**DOCUMENT TEXT**
COMMENTARY
Jeff Simon: Reissues renew jazz adventures
Please don’t get me wrong. Superb new jazz discs still come out all the time. Anyone claiming to you that recorded jazz is dead — or merely has a wicked case of the sniffles — is grinding an ax. You might want to step far back for the moment they decide to wield it.
What IS true is that truly electrifying jazz records are few and very far between. Years go by now without hearing them. A jazz disc that combines truly extraordinary playing, conceptual audacity and a unique personality in a jaw-dropping way is almost a phantom in the 2000s.
It wasn’t always thus. And that brings up one of the most exciting series of jazz reissues to come out all year — particularly exciting just a few days before Black Friday (the biggest shopping day of the year) in a year of widespread economic travail, when holiday giving has to be rethought entirely.
The series is called “Touchstones” — a series of genuinely classic jazz recordings from Manfred Eicher’s great ECM label, many of which blew me away (in street parlance) when I reviewed them the first time around and still rock me pretty soundly now. They’re from an era which hadn’t yet infected jazz with singers around every corner. They’re packaged in cardboard, not CD “jewel cases,” which means they can be sold for $11 or less. Search online a little, and you’ll find prices you won’t believe for music this good (though it goes without saying that the $11 record store price means you don’t have to wait for delivery).

**EXTRACTED MATERIAL**
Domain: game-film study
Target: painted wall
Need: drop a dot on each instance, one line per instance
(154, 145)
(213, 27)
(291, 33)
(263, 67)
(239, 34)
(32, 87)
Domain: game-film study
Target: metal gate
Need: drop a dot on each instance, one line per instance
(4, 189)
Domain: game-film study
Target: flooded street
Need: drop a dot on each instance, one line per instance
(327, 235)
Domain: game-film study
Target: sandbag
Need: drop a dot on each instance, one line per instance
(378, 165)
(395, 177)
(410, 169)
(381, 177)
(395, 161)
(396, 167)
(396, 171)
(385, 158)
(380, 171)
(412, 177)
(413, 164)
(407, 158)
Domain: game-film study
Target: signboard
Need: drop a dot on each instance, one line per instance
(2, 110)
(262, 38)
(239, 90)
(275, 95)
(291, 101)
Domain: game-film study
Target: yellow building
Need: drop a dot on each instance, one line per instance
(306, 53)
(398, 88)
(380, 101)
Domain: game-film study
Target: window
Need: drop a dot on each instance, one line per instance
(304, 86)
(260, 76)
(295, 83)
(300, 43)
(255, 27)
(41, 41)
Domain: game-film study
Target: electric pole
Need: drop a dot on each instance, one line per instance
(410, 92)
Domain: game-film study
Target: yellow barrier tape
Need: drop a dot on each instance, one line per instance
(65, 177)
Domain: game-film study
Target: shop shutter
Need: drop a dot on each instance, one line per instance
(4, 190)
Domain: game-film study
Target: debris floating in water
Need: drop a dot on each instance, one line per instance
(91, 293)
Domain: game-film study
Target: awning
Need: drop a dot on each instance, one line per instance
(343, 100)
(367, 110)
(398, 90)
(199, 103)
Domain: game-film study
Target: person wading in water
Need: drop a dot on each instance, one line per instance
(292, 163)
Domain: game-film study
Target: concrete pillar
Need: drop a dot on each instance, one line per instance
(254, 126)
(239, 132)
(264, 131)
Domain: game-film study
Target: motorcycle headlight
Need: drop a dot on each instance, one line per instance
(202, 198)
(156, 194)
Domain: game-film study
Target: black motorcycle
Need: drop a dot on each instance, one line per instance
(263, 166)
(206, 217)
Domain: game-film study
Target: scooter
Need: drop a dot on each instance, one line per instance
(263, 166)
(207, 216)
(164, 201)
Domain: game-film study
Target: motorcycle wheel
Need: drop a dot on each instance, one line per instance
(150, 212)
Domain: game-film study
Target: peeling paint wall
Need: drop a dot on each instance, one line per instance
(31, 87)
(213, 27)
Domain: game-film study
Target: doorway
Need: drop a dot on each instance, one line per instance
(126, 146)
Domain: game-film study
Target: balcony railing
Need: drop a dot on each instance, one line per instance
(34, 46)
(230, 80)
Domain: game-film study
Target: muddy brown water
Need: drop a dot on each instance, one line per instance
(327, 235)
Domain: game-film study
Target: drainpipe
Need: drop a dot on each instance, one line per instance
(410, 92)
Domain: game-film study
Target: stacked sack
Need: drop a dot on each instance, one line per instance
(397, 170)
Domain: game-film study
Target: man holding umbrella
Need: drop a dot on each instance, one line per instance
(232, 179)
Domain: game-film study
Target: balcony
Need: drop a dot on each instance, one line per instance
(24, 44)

**ASSIGNMENT**
Continue the commentary on the ECM "Touchstones" jazz reissues from the point where it stops.

**ANSWER TO THIS EXERCISE**
What, for instance? Try these, for jazz ears hungering for adventure:
Keith Jarrett, “Facing You”: His very first solo piano record from 1972, long before the hugely popular records of concerts in Koln, Bremen and Lausanne (not to mention the 10-record set from Japan) that completely redefined expectations of what jazz pianists did in solo concert. It’s a little-known fact now that Jarrett wasn’t the first great young jazz pianist to record solo for ECM, Chick Corea was. It’s just that this disc completely reconfigured solo jazz piano performance. It is still different in kind from other great solo Jarrett performances. It seems charged from beginning to end by an amazing musician who is in the act of discovering something utterly new in jazz.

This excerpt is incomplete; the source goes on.